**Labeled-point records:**
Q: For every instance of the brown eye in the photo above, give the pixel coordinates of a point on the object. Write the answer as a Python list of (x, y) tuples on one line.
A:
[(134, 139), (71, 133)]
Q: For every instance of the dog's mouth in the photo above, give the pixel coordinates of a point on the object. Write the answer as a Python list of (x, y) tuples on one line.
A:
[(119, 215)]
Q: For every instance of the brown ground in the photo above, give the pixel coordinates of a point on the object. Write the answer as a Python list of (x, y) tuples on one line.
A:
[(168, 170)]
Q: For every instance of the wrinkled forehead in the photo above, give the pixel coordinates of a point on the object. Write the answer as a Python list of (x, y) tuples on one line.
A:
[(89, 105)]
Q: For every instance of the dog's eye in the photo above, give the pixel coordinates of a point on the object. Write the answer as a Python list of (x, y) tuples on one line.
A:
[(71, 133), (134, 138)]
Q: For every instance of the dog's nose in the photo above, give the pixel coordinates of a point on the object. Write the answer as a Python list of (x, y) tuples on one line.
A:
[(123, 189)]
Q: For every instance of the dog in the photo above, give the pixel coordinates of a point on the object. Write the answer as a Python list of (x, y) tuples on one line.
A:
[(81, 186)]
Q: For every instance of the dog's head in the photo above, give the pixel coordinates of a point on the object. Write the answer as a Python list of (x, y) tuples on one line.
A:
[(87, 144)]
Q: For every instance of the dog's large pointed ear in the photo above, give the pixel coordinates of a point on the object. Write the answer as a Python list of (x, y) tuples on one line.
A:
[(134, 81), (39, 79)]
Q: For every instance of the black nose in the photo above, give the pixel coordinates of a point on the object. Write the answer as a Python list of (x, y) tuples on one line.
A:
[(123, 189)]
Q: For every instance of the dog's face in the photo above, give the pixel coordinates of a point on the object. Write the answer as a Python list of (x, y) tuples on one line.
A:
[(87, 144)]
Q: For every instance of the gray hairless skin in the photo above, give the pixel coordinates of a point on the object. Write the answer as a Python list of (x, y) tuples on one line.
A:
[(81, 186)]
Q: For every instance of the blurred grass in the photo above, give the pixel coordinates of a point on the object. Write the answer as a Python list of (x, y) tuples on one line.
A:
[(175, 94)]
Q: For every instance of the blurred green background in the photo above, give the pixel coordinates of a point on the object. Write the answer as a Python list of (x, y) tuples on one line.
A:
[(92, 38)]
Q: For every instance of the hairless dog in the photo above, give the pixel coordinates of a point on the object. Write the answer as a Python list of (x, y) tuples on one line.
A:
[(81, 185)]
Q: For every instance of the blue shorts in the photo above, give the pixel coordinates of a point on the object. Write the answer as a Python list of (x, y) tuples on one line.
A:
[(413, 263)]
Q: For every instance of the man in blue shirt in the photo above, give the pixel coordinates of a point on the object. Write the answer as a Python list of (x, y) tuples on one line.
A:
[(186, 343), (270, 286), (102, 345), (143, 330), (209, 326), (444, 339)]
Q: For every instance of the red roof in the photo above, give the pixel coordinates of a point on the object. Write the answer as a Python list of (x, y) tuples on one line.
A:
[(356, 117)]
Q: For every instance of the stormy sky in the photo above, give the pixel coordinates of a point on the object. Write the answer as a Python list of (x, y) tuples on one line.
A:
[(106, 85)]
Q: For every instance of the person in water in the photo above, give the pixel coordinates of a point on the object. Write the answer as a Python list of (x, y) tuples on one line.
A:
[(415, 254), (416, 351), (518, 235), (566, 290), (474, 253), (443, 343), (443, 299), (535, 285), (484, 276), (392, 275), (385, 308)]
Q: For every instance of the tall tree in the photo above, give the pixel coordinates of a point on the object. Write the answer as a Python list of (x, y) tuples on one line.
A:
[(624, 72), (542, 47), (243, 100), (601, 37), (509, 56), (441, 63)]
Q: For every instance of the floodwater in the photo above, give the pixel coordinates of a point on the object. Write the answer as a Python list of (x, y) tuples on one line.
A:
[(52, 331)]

**Set exercise:**
Rewrite every line of the rows above as a Markdown table with the columns "No." and "Line". Number each line in order and leave out any blank lines.

**Result for this exercise:**
| No. | Line |
|---|---|
| 1 | Q: For every instance of the brown eye in the photo above, give the pixel coordinates of a point on the object. Write the answer as a Python list of (x, y) tuples on one line. |
| 2 | A: |
| 3 | [(134, 139), (71, 133)] |
| 4 | Q: For every instance of the dog's mouth in the photo above, give the pixel coordinates of a point on the object. Write the answer as a Python list of (x, y) tuples on one line. |
| 5 | A: |
| 6 | [(119, 215)] |
| 7 | Q: For every instance of the brown ground in the photo above, give the pixel coordinates of a point on the object. Write the answer as a Python list of (x, y) tuples on one line. |
| 8 | A: |
| 9 | [(168, 170)] |
| 10 | Q: For every instance of the wrinkled forehead in the photo above, give the pixel coordinates of a point on the object. Write the answer as a Python list of (x, y) tuples on one line. |
| 11 | A: |
| 12 | [(89, 105)] |
| 13 | Q: For every instance of the dog's eye in the photo above, give the pixel coordinates of a point on the object. Write the answer as a Python list of (x, y) tuples on one line. |
| 14 | A: |
| 15 | [(71, 133), (134, 138)] |
| 16 | Q: For every instance of the dog's nose in the photo above, give the pixel coordinates of a point on the object. Write the answer as a Python list of (x, y) tuples on one line. |
| 17 | A: |
| 18 | [(123, 189)] |
| 19 | Q: For every instance of the dog in the photo above, give the pixel coordinates of a point on the object. Write the answer as a Python list of (x, y) tuples on one line. |
| 20 | A: |
| 21 | [(81, 186)] |
| 22 | Q: For every instance of the dog's head in the photo above, give the pixel coordinates of a point on the object. Write the answer as a Python list of (x, y) tuples on one line. |
| 23 | A: |
| 24 | [(87, 144)] |
| 25 | Q: For every instance of the dog's large pointed ear in the photo above, give the pixel coordinates of a point on the object. Write the answer as a Python list of (x, y) tuples on one line. |
| 26 | A: |
| 27 | [(134, 81), (39, 79)] |
| 28 | Q: For every instance of the black nose in the photo above, give the pixel coordinates of a point on the object. Write the answer as a Python list of (x, y) tuples on one line. |
| 29 | A: |
| 30 | [(123, 189)] |
| 31 | Q: For every instance of the dog's face in the photo above, give the pixel coordinates of a point on the object. Write the answer as a Python list of (x, y) tuples on one line. |
| 32 | A: |
| 33 | [(87, 144)] |
| 34 | Q: For every instance of the gray hairless skin in the photo above, give the pixel coordinates of a point on the object. Write the answer as a Python list of (x, y) tuples on one line. |
| 35 | A: |
| 36 | [(81, 186)] |
| 37 | Q: For every instance of the blurred grass in the photo above, give the pixel coordinates of a point on the object. Write the answer as a Python list of (x, y) tuples on one line. |
| 38 | A: |
| 39 | [(175, 94)] |
| 40 | Q: For every instance of the blurred green background in the photo above, give the pixel coordinates of a point on the object. Write the answer as a Python list of (x, y) tuples on one line. |
| 41 | A: |
| 42 | [(92, 38)] |
| 43 | Q: For every instance of the hairless dog in the photo above, give the pixel coordinates of a point on the object. Write the answer as a Python list of (x, y) tuples on one line. |
| 44 | A: |
| 45 | [(81, 185)] |
| 46 | Q: For every instance of the blue shorts in the photo above, give the pixel coordinates of a point on the object. Write the answer as a Python list of (x, y) tuples on one line. |
| 47 | A: |
| 48 | [(413, 263)] |
| 49 | Q: For every instance of the man in blue shirt in the photo above, give the pixel coordinates of a point on the object. Write the answer as a Python list of (x, y) tuples on one line. |
| 50 | A: |
| 51 | [(186, 343), (270, 286), (102, 345), (143, 330), (209, 326), (444, 339)] |
| 52 | Q: For every instance of the red roof in the photo above, give the pixel coordinates of a point on the object. Write the answer as a Python list of (x, y) tuples on one line. |
| 53 | A: |
| 54 | [(356, 117)] |
| 55 | Q: For every instance of the stormy sky in the photo above, give the pixel coordinates of a point on the object. Write the answer as a Python list of (x, y) tuples on one line. |
| 56 | A: |
| 57 | [(106, 85)] |
| 58 | Q: For every instance of the person in water in the photo above, give the pixel coordinates of a point on the object. Write the answer as a Python list of (x, y) tuples on one line. |
| 59 | A: |
| 60 | [(415, 254), (416, 351), (518, 235), (566, 290), (474, 253), (443, 343), (443, 299), (535, 285), (484, 276), (392, 275), (385, 308)] |
| 61 | Q: For every instance of the tall tree in the photo above, give the pixel coordinates of a point on the object. Write the answer as a Python list of (x, y) tuples on one line. |
| 62 | A: |
| 63 | [(624, 72), (542, 47), (243, 100), (601, 37), (509, 56), (441, 63)] |
| 64 | Q: For every instance of the floodwater in the photo above, give the pixel coordinates of a point on the object. Write the answer as a Python list of (x, y) tuples on one line. |
| 65 | A: |
| 66 | [(52, 331)] |